• **Tekstfragment**
ECLI:NL:RVS:2012:BV8816
Raad van State
- Hoger beroep
- M.G.J. Parkins-de Vin
- C.J.M. Schuyt
- A.B.M. Hent
- Rechtspraak.nl
Wraking van de staatsraad in bestuursrechtelijke procedure
In deze zaak hebben [appellant sub 1] en [appellant sub 2] op 24 februari 2012 bij de Raad van State een verzoek tot wraking ingediend tegen mr. W.D.M. van Diepenbeek, die als staatsraad fungeerde bij de behandeling van hun verzoek om een voorlopige voorziening in zaak nr. 201113333/2. De wrakingsprocedure vond plaats op 6 maart 2012, waar [appellant sub 1] persoonlijk en [appellant sub 2], vertegenwoordigd door mr. J.S. Leenstra, werden gehoord. De staatsraad heeft geen gebruik gemaakt van de mogelijkheid om zich te verdedigen tegen het wrakingsverzoek.
De appellanten voerden aan dat de staatsraad hen tijdens de zitting van 22 februari 2012 niet de gelegenheid heeft geboden om hun pleitnotitie voor te dragen, wat volgens hen hun recht op een eerlijk proces heeft geschaad. De Afdeling bestuursrechtspraak van de Raad van State overweegt dat wraking alleen kan worden toegewezen bij een flagrante schending van de procesorde of fundamentele rechtsbeginselen. De voorzitter van de zitting heeft de orde bepaald en de Afdeling concludeert dat er geen aanwijzingen zijn dat de staatsraad partijdig of vooringenomen was.
De Afdeling wijst het wrakingsverzoek af, omdat de argumenten van de appellanten onvoldoende zijn om aan te nemen dat de staatsraad niet onpartijdig zou zijn. De beslissing werd op 14 maart 2012 openbaar uitgesproken, waarbij de Afdeling bestuursrechtspraak van de Raad van State de verzoeken tot wraking afwees.

• **Jouw opdracht**
Neem uit de tekst over de wraking van de staatsraad letterlijk over wat begint met "ECLI:NL:RVS:2012:BV8816" en doorloopt tot en met "tegen het wrakingsverzoek.".

[Records uit een dataset]

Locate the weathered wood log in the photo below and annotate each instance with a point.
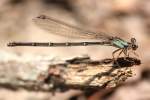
(79, 72)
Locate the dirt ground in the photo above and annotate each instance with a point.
(122, 18)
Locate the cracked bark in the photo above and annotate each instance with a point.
(79, 72)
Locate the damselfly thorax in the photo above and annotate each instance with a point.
(60, 28)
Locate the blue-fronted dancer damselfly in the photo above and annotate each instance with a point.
(60, 28)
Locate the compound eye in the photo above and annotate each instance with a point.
(134, 47)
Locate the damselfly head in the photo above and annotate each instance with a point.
(134, 46)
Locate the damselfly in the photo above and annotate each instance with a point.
(60, 28)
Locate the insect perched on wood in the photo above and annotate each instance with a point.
(60, 28)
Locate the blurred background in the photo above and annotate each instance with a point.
(123, 18)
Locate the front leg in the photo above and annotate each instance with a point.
(113, 54)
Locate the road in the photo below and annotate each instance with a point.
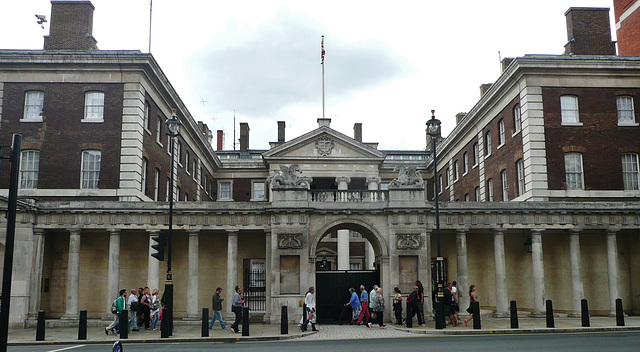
(600, 341)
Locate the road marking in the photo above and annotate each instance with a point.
(66, 348)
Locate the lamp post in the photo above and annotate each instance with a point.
(173, 130)
(433, 130)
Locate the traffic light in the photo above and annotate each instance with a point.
(159, 246)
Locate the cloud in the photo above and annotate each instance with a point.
(264, 71)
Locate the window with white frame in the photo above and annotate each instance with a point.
(94, 106)
(573, 171)
(225, 190)
(490, 190)
(258, 191)
(517, 118)
(569, 109)
(29, 165)
(630, 174)
(626, 114)
(505, 185)
(520, 171)
(33, 104)
(90, 173)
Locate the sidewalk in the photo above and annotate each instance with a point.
(261, 332)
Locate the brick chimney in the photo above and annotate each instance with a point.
(244, 137)
(71, 26)
(588, 32)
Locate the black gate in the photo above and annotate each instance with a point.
(332, 290)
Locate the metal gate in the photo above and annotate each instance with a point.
(332, 290)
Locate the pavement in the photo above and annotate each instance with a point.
(267, 332)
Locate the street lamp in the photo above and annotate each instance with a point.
(433, 130)
(173, 130)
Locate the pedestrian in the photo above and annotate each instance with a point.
(364, 302)
(310, 317)
(378, 308)
(134, 307)
(472, 298)
(236, 308)
(397, 305)
(120, 305)
(356, 307)
(155, 309)
(216, 306)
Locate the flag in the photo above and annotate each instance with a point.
(322, 52)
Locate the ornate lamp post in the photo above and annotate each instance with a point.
(433, 130)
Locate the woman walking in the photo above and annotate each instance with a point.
(473, 297)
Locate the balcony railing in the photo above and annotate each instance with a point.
(350, 196)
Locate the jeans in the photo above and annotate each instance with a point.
(217, 315)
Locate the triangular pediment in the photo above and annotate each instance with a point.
(326, 145)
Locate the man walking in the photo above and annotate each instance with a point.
(216, 306)
(236, 307)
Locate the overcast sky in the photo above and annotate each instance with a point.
(387, 63)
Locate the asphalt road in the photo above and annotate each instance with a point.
(600, 341)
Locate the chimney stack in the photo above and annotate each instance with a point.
(588, 32)
(71, 26)
(244, 137)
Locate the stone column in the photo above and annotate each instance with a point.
(463, 271)
(192, 276)
(537, 264)
(153, 269)
(502, 304)
(35, 284)
(612, 266)
(577, 290)
(232, 270)
(72, 311)
(113, 276)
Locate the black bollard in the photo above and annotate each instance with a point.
(585, 313)
(82, 325)
(475, 308)
(205, 322)
(245, 321)
(619, 313)
(40, 327)
(124, 324)
(550, 322)
(284, 321)
(165, 324)
(409, 319)
(514, 315)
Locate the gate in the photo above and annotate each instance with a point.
(332, 290)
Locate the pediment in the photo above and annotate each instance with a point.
(324, 144)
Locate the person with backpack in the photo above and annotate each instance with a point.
(116, 308)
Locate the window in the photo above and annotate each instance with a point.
(630, 174)
(569, 109)
(258, 190)
(573, 170)
(520, 169)
(29, 164)
(625, 110)
(490, 190)
(90, 169)
(517, 119)
(94, 106)
(505, 185)
(465, 163)
(33, 104)
(476, 153)
(225, 190)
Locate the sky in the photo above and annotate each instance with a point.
(387, 64)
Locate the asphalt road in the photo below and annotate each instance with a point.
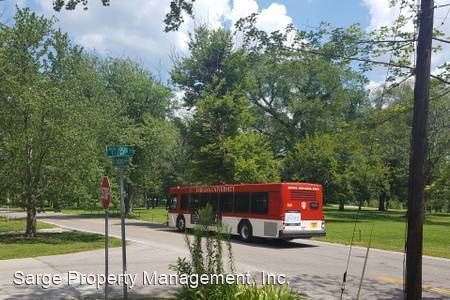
(312, 267)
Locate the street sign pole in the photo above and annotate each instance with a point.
(106, 254)
(122, 225)
(120, 155)
(106, 199)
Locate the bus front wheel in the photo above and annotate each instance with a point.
(245, 231)
(181, 224)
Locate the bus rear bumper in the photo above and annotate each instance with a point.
(300, 234)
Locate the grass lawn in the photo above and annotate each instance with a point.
(18, 246)
(388, 230)
(7, 225)
(157, 215)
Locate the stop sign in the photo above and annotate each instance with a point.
(106, 192)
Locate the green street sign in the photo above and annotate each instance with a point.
(119, 150)
(120, 161)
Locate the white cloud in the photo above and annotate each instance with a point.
(381, 14)
(135, 29)
(273, 18)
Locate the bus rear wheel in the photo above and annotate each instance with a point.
(245, 231)
(181, 224)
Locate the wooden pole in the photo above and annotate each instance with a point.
(416, 182)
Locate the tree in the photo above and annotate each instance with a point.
(45, 114)
(249, 159)
(144, 102)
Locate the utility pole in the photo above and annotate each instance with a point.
(416, 182)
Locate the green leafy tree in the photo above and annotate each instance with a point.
(249, 159)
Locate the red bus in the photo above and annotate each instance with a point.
(271, 210)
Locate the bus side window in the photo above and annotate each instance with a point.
(184, 204)
(226, 202)
(260, 203)
(172, 202)
(203, 200)
(242, 202)
(212, 200)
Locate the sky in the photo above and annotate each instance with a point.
(134, 28)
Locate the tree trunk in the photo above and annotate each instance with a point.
(146, 201)
(382, 203)
(31, 220)
(341, 204)
(30, 231)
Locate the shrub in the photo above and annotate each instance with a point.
(206, 249)
(373, 203)
(395, 204)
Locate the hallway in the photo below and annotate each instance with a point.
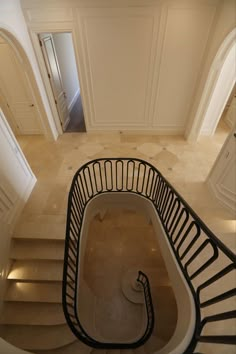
(185, 165)
(76, 123)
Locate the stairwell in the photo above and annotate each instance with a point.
(32, 316)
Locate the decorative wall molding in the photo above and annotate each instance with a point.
(143, 102)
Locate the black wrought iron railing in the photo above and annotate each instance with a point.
(206, 263)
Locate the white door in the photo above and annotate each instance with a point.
(16, 93)
(222, 178)
(50, 57)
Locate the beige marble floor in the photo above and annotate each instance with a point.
(122, 242)
(186, 165)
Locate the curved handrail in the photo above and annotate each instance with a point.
(187, 234)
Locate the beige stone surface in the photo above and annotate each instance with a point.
(185, 165)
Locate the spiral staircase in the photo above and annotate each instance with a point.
(44, 263)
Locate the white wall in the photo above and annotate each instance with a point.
(139, 60)
(66, 59)
(222, 91)
(12, 19)
(224, 25)
(230, 116)
(16, 183)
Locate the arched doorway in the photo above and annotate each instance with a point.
(218, 87)
(20, 100)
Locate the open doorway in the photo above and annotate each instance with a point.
(60, 62)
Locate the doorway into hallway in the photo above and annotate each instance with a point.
(59, 57)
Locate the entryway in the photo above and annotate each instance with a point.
(60, 62)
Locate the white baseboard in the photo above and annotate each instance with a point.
(221, 198)
(72, 102)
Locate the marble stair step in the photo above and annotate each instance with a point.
(51, 227)
(36, 270)
(153, 344)
(38, 337)
(34, 292)
(76, 347)
(37, 249)
(19, 313)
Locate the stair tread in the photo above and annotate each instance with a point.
(34, 292)
(154, 343)
(36, 270)
(38, 337)
(37, 249)
(19, 313)
(73, 348)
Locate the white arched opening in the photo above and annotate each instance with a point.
(218, 87)
(221, 93)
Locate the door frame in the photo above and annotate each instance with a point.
(210, 84)
(35, 31)
(25, 63)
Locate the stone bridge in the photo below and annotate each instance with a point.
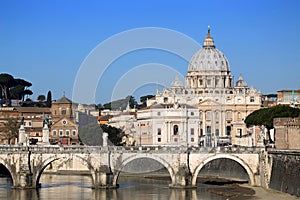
(104, 164)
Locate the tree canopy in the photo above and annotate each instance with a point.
(10, 129)
(13, 88)
(265, 116)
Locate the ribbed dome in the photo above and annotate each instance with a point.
(241, 82)
(209, 58)
(176, 83)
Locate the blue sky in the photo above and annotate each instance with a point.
(46, 42)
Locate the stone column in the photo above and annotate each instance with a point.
(104, 139)
(45, 134)
(105, 178)
(22, 136)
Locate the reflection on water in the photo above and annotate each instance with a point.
(79, 187)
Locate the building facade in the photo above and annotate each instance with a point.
(222, 103)
(289, 97)
(31, 117)
(167, 124)
(64, 128)
(287, 132)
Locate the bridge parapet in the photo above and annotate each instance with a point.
(141, 149)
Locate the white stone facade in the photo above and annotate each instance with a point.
(168, 124)
(209, 86)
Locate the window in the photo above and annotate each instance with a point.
(228, 130)
(228, 115)
(201, 132)
(208, 130)
(208, 115)
(239, 115)
(217, 116)
(192, 131)
(175, 129)
(63, 111)
(208, 82)
(239, 132)
(217, 132)
(159, 131)
(28, 124)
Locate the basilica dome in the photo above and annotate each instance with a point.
(209, 58)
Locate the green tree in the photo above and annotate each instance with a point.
(6, 82)
(41, 98)
(265, 116)
(143, 99)
(49, 99)
(114, 134)
(20, 89)
(10, 129)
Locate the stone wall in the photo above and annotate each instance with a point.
(285, 176)
(224, 168)
(287, 133)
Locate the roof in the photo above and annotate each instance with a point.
(62, 100)
(161, 106)
(33, 110)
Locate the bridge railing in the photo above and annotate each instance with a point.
(132, 149)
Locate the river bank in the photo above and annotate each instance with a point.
(234, 189)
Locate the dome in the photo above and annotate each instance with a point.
(176, 83)
(241, 82)
(209, 58)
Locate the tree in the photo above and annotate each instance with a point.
(10, 129)
(114, 134)
(41, 98)
(6, 82)
(265, 116)
(143, 99)
(49, 99)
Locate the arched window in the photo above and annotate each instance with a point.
(175, 129)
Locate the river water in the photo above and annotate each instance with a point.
(79, 187)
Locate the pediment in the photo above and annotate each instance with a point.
(209, 102)
(64, 122)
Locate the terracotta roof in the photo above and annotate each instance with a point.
(33, 110)
(63, 100)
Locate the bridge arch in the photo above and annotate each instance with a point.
(227, 156)
(12, 172)
(148, 156)
(48, 161)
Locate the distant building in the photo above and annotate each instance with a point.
(222, 103)
(64, 129)
(167, 124)
(33, 120)
(31, 117)
(287, 133)
(289, 97)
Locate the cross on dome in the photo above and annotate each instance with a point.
(209, 41)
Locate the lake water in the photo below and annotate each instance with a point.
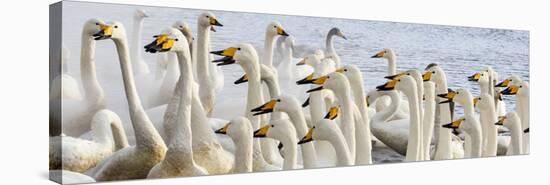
(460, 51)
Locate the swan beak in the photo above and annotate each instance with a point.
(511, 90)
(262, 132)
(281, 31)
(503, 83)
(307, 80)
(265, 108)
(390, 85)
(306, 103)
(379, 54)
(162, 43)
(454, 124)
(243, 79)
(223, 130)
(332, 113)
(308, 137)
(475, 77)
(500, 120)
(105, 32)
(448, 96)
(427, 76)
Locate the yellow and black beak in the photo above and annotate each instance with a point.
(265, 108)
(162, 43)
(454, 125)
(500, 120)
(308, 137)
(223, 130)
(427, 76)
(281, 31)
(475, 77)
(511, 90)
(504, 83)
(243, 79)
(214, 22)
(262, 132)
(379, 54)
(448, 96)
(390, 85)
(332, 113)
(228, 54)
(105, 32)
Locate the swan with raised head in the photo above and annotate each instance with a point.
(513, 123)
(283, 131)
(178, 160)
(326, 130)
(246, 57)
(135, 161)
(79, 155)
(240, 131)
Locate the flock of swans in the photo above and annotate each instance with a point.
(171, 131)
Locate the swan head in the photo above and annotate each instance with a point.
(334, 81)
(386, 53)
(140, 14)
(508, 120)
(238, 128)
(236, 54)
(185, 29)
(513, 79)
(324, 130)
(337, 32)
(275, 28)
(208, 20)
(461, 96)
(170, 39)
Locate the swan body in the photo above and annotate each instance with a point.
(135, 161)
(79, 155)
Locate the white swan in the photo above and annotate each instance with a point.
(326, 130)
(521, 91)
(407, 85)
(135, 161)
(291, 107)
(285, 132)
(473, 129)
(77, 114)
(240, 131)
(329, 45)
(210, 77)
(179, 157)
(138, 64)
(513, 123)
(245, 56)
(79, 155)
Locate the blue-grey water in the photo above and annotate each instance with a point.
(460, 51)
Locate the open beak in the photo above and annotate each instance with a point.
(500, 120)
(265, 108)
(332, 113)
(262, 132)
(308, 137)
(228, 54)
(243, 79)
(504, 83)
(223, 130)
(448, 96)
(511, 90)
(105, 32)
(379, 54)
(475, 77)
(390, 85)
(162, 43)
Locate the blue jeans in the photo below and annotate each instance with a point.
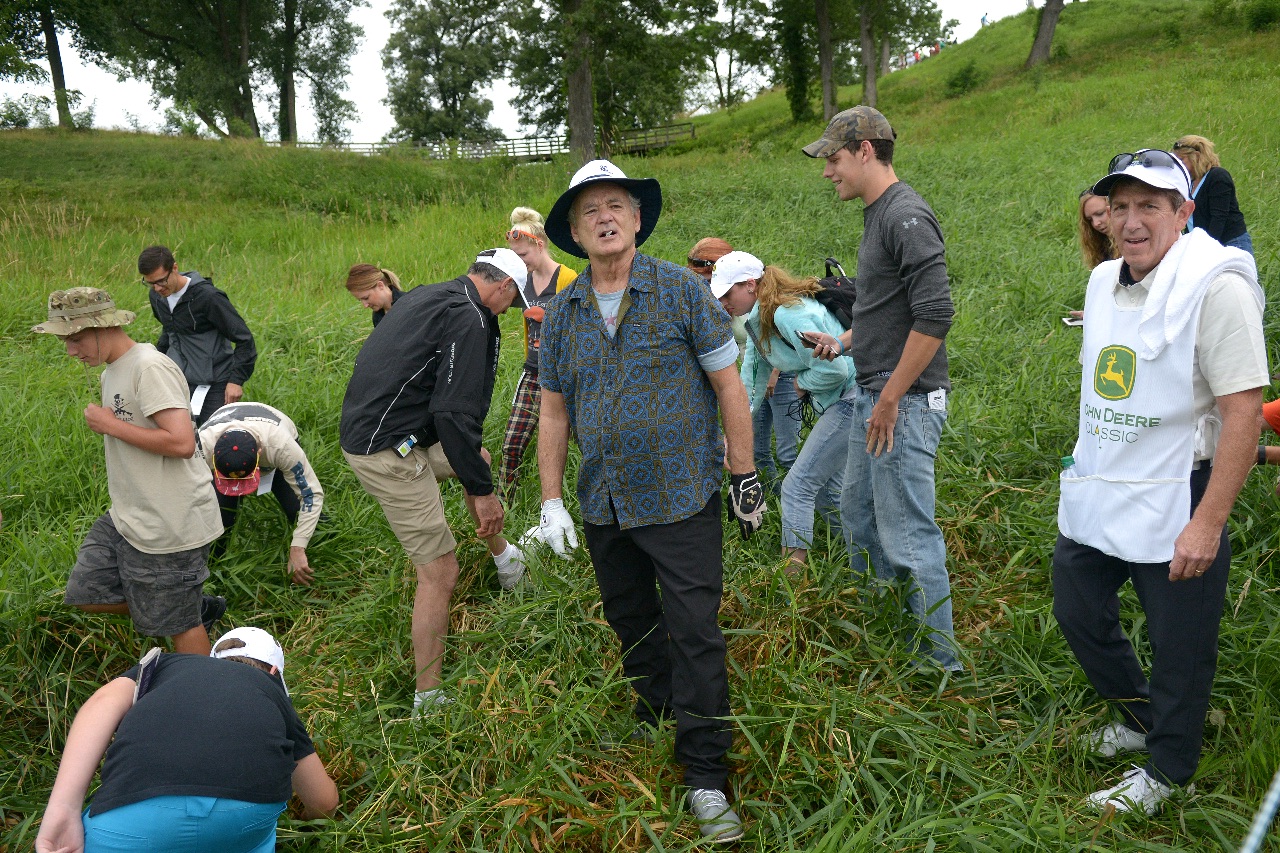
(184, 825)
(818, 475)
(771, 419)
(887, 510)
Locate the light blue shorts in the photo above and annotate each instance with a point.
(184, 825)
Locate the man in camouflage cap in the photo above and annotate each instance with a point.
(901, 315)
(146, 556)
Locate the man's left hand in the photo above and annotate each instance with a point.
(298, 566)
(99, 419)
(746, 501)
(1194, 551)
(880, 425)
(488, 515)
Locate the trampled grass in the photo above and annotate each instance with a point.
(836, 748)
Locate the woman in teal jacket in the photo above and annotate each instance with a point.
(778, 308)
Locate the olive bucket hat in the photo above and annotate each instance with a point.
(82, 308)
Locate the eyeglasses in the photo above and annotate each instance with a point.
(1148, 158)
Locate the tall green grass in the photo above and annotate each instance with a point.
(835, 748)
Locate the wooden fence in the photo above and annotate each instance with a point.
(534, 147)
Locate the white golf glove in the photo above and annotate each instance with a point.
(557, 527)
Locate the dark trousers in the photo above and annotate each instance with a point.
(662, 587)
(214, 400)
(1182, 623)
(229, 507)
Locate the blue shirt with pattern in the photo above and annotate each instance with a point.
(640, 405)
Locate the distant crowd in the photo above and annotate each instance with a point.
(826, 398)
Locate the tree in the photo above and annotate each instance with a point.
(440, 54)
(28, 33)
(1045, 32)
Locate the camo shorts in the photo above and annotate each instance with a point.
(163, 591)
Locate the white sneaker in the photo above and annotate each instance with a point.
(429, 702)
(716, 820)
(1137, 790)
(511, 566)
(1112, 739)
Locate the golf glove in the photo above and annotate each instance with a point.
(746, 502)
(557, 527)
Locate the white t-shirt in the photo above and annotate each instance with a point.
(159, 503)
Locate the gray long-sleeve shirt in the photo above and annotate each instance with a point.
(901, 287)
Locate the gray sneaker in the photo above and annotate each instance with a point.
(716, 820)
(1112, 739)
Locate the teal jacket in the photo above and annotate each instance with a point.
(826, 381)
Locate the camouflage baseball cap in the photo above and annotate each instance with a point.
(854, 124)
(82, 308)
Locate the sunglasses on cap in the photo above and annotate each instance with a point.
(1148, 158)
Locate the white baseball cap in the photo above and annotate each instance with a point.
(507, 261)
(257, 644)
(1152, 167)
(734, 268)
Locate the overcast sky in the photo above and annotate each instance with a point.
(114, 101)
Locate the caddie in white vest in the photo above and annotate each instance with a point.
(1174, 366)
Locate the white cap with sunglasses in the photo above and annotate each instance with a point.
(734, 268)
(1152, 167)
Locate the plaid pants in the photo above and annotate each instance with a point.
(520, 429)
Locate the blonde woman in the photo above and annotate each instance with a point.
(777, 308)
(375, 288)
(1214, 192)
(547, 277)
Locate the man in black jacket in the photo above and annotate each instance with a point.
(424, 375)
(202, 332)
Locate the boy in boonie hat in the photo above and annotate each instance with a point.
(201, 755)
(146, 555)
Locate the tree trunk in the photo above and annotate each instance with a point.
(55, 67)
(826, 60)
(245, 109)
(581, 92)
(868, 54)
(1045, 32)
(288, 95)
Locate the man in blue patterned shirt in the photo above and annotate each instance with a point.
(636, 360)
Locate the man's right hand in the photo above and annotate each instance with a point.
(557, 527)
(488, 515)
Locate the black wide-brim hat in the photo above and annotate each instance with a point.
(647, 190)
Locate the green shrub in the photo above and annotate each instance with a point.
(1262, 14)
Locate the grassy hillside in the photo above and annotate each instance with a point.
(836, 748)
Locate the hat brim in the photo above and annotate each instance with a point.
(647, 190)
(1143, 176)
(824, 147)
(63, 327)
(240, 486)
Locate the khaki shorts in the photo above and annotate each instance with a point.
(163, 591)
(410, 498)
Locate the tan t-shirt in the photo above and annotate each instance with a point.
(159, 503)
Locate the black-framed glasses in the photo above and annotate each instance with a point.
(1148, 158)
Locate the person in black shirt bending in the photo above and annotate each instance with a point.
(425, 375)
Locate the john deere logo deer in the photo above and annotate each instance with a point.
(1112, 375)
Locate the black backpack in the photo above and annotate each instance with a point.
(837, 293)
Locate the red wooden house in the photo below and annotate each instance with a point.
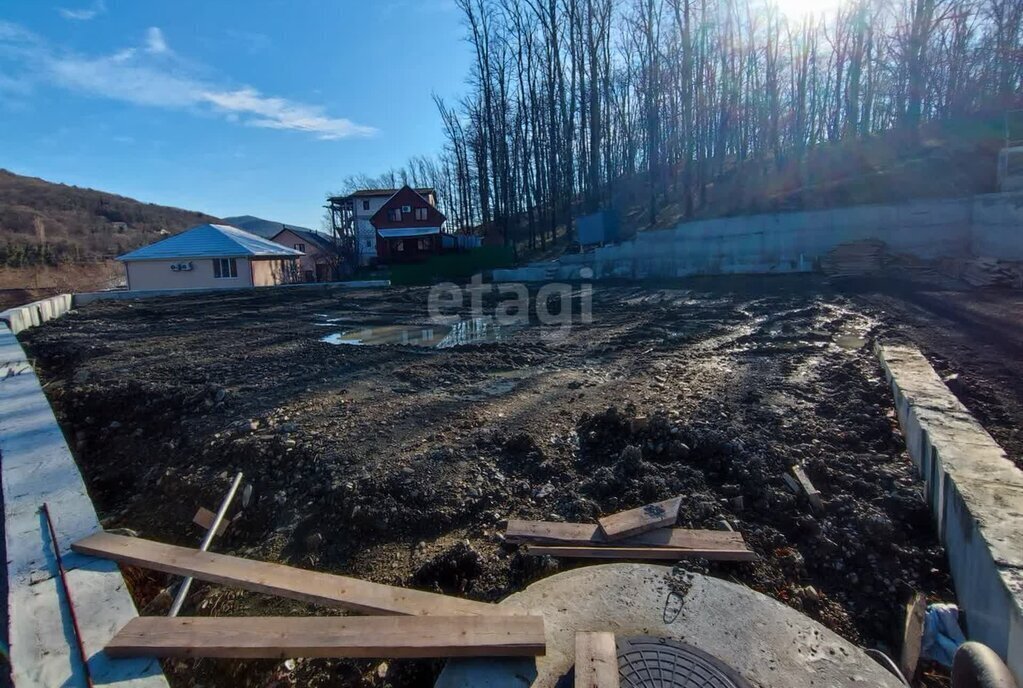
(408, 228)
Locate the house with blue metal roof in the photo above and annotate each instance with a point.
(211, 257)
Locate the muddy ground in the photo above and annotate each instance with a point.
(397, 463)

• **Antwoord**
ECLI:NL:RVS:2012:BV8816
Raad van State
- Hoger beroep
- M.G.J. Parkins-de Vin
- C.J.M. Schuyt
- A.B.M. Hent
- Rechtspraak.nl
Wraking van de staatsraad in bestuursrechtelijke procedure
In deze zaak hebben [appellant sub 1] en [appellant sub 2] op 24 februari 2012 bij de Raad van State een verzoek tot wraking ingediend tegen mr. W.D.M. van Diepenbeek, die als staatsraad fungeerde bij de behandeling van hun verzoek om een voorlopige voorziening in zaak nr. 201113333/2. De wrakingsprocedure vond plaats op 6 maart 2012, waar [appellant sub 1] persoonlijk en [appellant sub 2], vertegenwoordigd door mr. J.S. Leenstra, werden gehoord. De staatsraad heeft geen gebruik gemaakt van de mogelijkheid om zich te verdedigen tegen het wrakingsverzoek.